### TRAVAIL À FAIRE
1. Répondez à ces questions à partir du texte sur le vin en grande distribution :
(a) Qu'entraîne la concentration des enseignes pour les embouteilleurs ?
(b) Quel organisme a publié la récente enquête mentionnée ?
(c) Combien de références différentes Auchan présente-t-il dans chaque hypermarché ?
2. Recopiez fidèlement le passage du texte sur le vin en grande distribution qui commence à « La concentration des » et se termine à « fournisseurs doivent s'adapter. ».
3. Poursuivez le texte sur le vin en grande distribution au-delà de sa dernière phrase.

### TEXTE DE LA PAGE
──────────

La concentration des enseignes entraîne une diminution du nombre d'interlocuteurs pour les embouteilleurs. Pour rester dans la course, les fournisseurs doivent s'adapter.
A force de s'étendre et de gonfler, la grenouille qui voulait se faire aussi grosse que le boeuf a bien mal fini. .. Comme dans la fable, la grande distribution va devoir prendre garde à ne point trop forcir, au risque de déplaire au consommateur de vin. Car si l'acheteur de couche-culottes est surtout guidé par la recherche du produit, au meilleur prix, celui qui fréquente le linéaire de vins répond à une psychologie un peu plus complexe. Comme le montre une récente enquête (1), publiée par l'OIV (Office international de la vigne et du vin), les consommateurs européens revendiquent une grande diversité de l'offre. A titre d'exemple, Auchan présente dans chaque hypermarché entre 500 et 800 références différentes. C'est toute la difficulté à laquelle sont confrontés les responsables : se battre sur les prix tout en conservant un bon niveau qualitatif et un éventail de produits assez large.

──────────

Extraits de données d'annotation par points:
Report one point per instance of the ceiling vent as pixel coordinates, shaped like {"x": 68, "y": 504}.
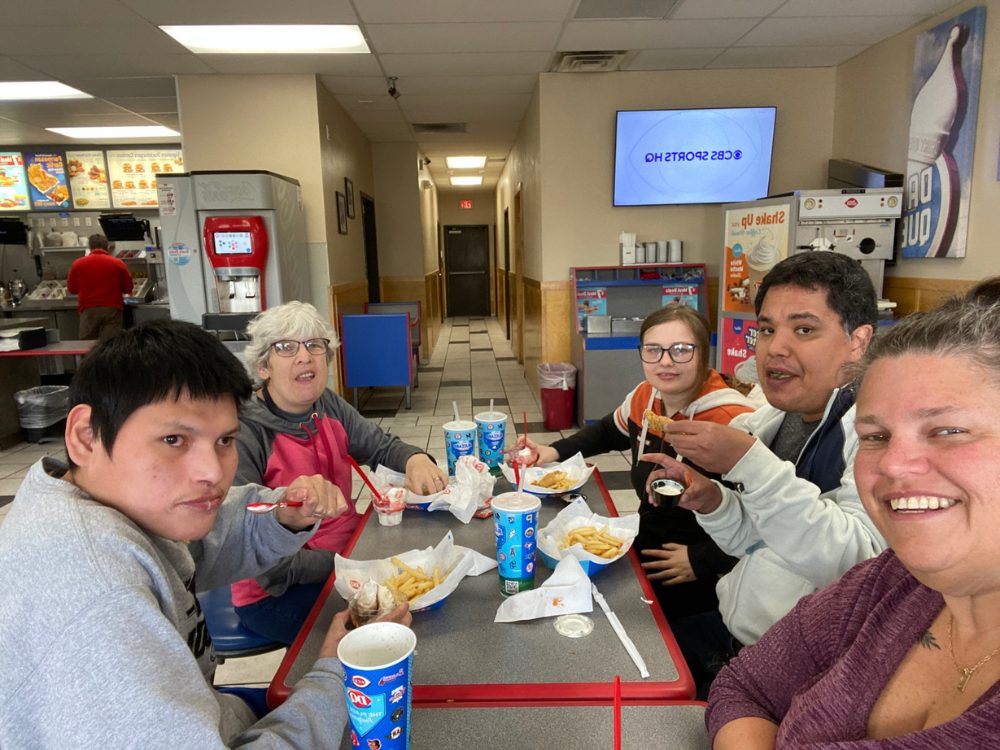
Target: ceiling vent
{"x": 439, "y": 127}
{"x": 604, "y": 61}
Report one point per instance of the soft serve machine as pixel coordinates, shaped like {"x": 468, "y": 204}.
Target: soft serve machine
{"x": 233, "y": 245}
{"x": 857, "y": 222}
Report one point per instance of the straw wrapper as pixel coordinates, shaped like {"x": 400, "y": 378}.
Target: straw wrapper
{"x": 574, "y": 466}
{"x": 565, "y": 592}
{"x": 446, "y": 556}
{"x": 577, "y": 514}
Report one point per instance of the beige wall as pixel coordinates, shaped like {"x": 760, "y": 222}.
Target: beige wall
{"x": 581, "y": 226}
{"x": 872, "y": 126}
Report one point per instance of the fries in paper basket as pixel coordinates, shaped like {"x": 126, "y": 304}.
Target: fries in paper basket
{"x": 596, "y": 541}
{"x": 424, "y": 577}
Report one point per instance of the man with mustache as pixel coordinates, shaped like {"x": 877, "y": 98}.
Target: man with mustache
{"x": 788, "y": 507}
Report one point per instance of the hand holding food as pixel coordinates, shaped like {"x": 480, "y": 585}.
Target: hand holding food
{"x": 596, "y": 541}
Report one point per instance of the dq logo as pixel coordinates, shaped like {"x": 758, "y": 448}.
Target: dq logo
{"x": 359, "y": 699}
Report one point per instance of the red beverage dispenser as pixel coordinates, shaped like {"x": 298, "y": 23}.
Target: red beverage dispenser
{"x": 237, "y": 249}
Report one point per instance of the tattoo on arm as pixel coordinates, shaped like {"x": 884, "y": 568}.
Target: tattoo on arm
{"x": 927, "y": 640}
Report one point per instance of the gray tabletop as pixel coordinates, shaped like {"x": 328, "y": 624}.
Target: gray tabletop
{"x": 677, "y": 727}
{"x": 462, "y": 655}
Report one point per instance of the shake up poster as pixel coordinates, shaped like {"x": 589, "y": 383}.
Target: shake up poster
{"x": 756, "y": 240}
{"x": 946, "y": 72}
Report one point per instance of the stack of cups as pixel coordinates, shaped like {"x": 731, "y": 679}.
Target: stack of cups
{"x": 515, "y": 516}
{"x": 491, "y": 432}
{"x": 376, "y": 661}
{"x": 459, "y": 440}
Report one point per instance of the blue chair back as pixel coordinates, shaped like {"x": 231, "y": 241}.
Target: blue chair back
{"x": 229, "y": 637}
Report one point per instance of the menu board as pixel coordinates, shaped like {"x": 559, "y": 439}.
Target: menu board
{"x": 88, "y": 179}
{"x": 47, "y": 180}
{"x": 133, "y": 174}
{"x": 13, "y": 182}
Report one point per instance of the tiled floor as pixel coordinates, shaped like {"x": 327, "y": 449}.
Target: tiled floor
{"x": 471, "y": 364}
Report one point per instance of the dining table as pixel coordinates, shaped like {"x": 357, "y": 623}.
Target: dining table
{"x": 464, "y": 658}
{"x": 678, "y": 726}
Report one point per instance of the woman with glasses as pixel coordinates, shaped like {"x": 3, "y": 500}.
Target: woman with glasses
{"x": 680, "y": 559}
{"x": 294, "y": 425}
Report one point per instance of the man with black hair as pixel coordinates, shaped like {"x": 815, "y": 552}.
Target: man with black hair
{"x": 788, "y": 507}
{"x": 99, "y": 280}
{"x": 104, "y": 643}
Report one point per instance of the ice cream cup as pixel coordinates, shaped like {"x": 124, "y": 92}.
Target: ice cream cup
{"x": 515, "y": 517}
{"x": 376, "y": 661}
{"x": 459, "y": 440}
{"x": 491, "y": 432}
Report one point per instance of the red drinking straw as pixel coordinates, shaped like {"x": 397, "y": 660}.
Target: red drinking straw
{"x": 365, "y": 479}
{"x": 618, "y": 712}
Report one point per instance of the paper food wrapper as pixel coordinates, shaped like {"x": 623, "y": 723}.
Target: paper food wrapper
{"x": 574, "y": 466}
{"x": 446, "y": 556}
{"x": 467, "y": 491}
{"x": 566, "y": 592}
{"x": 578, "y": 514}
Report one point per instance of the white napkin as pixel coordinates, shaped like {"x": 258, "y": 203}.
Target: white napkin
{"x": 446, "y": 556}
{"x": 567, "y": 591}
{"x": 578, "y": 514}
{"x": 575, "y": 467}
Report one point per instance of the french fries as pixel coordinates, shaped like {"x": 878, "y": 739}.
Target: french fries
{"x": 413, "y": 582}
{"x": 596, "y": 541}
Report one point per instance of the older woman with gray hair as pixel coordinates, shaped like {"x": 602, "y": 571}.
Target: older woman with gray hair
{"x": 904, "y": 651}
{"x": 294, "y": 425}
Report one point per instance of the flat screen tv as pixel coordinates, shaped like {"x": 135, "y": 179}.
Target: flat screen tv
{"x": 676, "y": 156}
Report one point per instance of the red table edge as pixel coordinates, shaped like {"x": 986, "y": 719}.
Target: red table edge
{"x": 680, "y": 689}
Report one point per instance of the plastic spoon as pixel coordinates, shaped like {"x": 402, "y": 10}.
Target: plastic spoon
{"x": 268, "y": 507}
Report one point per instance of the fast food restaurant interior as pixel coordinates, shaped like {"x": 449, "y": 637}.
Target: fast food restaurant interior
{"x": 354, "y": 146}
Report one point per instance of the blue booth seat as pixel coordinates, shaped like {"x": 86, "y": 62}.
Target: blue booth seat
{"x": 230, "y": 638}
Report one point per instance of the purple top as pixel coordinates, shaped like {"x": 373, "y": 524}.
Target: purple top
{"x": 819, "y": 670}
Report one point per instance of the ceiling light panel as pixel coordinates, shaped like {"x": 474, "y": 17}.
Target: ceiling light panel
{"x": 465, "y": 162}
{"x": 132, "y": 131}
{"x": 270, "y": 40}
{"x": 32, "y": 90}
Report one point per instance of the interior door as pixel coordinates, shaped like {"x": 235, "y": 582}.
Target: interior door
{"x": 467, "y": 259}
{"x": 371, "y": 248}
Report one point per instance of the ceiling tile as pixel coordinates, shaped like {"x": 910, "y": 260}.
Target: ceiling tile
{"x": 673, "y": 59}
{"x": 437, "y": 11}
{"x": 786, "y": 32}
{"x": 463, "y": 37}
{"x": 344, "y": 65}
{"x": 466, "y": 63}
{"x": 824, "y": 8}
{"x": 629, "y": 35}
{"x": 726, "y": 8}
{"x": 813, "y": 56}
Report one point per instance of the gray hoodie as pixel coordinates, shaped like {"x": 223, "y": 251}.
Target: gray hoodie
{"x": 104, "y": 644}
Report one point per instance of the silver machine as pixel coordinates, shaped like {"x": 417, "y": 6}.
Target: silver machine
{"x": 233, "y": 245}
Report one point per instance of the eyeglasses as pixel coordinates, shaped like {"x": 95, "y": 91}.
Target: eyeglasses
{"x": 289, "y": 348}
{"x": 678, "y": 353}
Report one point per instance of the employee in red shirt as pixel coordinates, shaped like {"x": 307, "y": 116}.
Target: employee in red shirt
{"x": 99, "y": 280}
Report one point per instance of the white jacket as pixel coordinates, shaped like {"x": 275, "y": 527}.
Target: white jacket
{"x": 791, "y": 538}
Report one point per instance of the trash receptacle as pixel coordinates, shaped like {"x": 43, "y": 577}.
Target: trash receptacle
{"x": 41, "y": 407}
{"x": 557, "y": 381}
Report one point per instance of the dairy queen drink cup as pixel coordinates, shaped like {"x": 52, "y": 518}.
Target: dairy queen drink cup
{"x": 459, "y": 440}
{"x": 515, "y": 517}
{"x": 376, "y": 661}
{"x": 491, "y": 431}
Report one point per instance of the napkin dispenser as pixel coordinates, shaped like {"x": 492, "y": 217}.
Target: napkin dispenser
{"x": 626, "y": 326}
{"x": 598, "y": 325}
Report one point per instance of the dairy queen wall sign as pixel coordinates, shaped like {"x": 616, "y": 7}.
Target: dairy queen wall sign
{"x": 946, "y": 71}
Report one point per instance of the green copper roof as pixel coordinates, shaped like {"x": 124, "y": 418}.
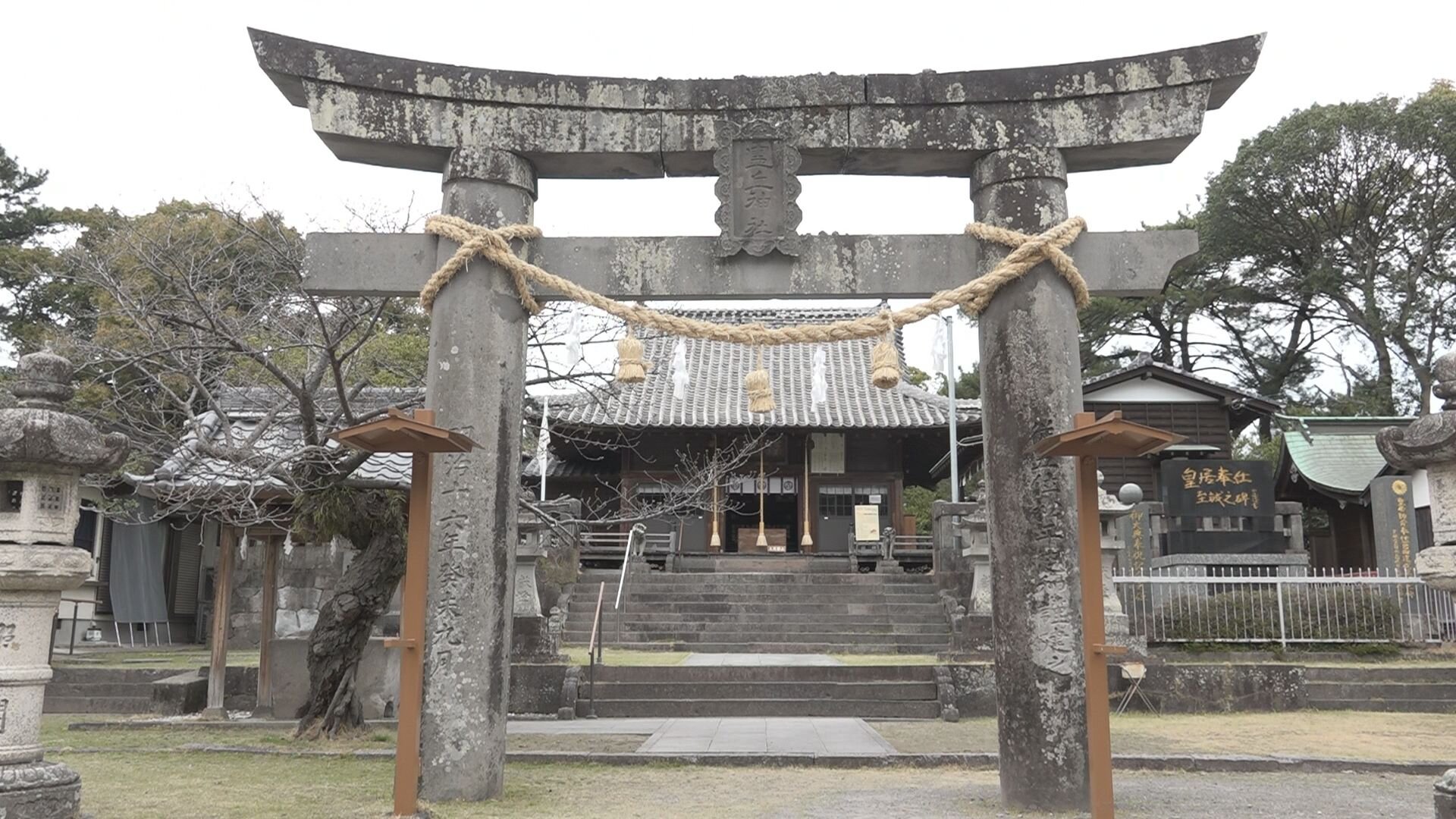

──────────

### RÉPONSES ATTENDUES
1.
(a) Une diminution du nombre d'interlocuteurs.
(b) L'OIV (Office international de la vigne et du vin).
(c) Entre 500 et 800.

2.
La concentration des enseignes entraîne une diminution du nombre d'interlocuteurs pour les embouteilleurs. Pour rester dans la course, les fournisseurs doivent s'adapter.

3.
Comme on pouvait s'en douter, le couple grande distribution-filière viticole est un mariage d'intérêt. Pour les uns, le rayon des vins est incontournable en terme de chiffre d'affaires des produits de grande consommation (premier rayon de grande distribution en France, troisième en Allemagne, quatrième au Royaume-Uni). Pour les autres, les grandes et moyennes surfaces représentent un débouché considérable. Comme le note Jérôme Villaret, l'auteur de l'étude : ' En France, la grande distribution représentait 46 % des ventes pour la consommation des vins à domicile des ménages en 1990. En 2000, selon Secodip, les ventes de vins dans ce circuit atteignaient 75 %' .
Pour attirer de nouveaux clients, les enseignes doivent proposer un meilleur rapport qualité/prix que leurs concurrents. Cela signifie des économies d'échelle. Celles-ci s'effectuent au travers d'un regroupement des fonctions d'achat au niveau européen (création en 1999 de la centrale Opéra entre Casino, Match et Cora), ou bien par le biais de fusion en vue d'améliorer leur rentabilité et réduire leurs coûts. ' Ce mouvement devrait encore s'amplifier. Auchan tente de multiplier par trois son chiffre d'affaires d'ici à 2005 ', dit Jérôme Villaret.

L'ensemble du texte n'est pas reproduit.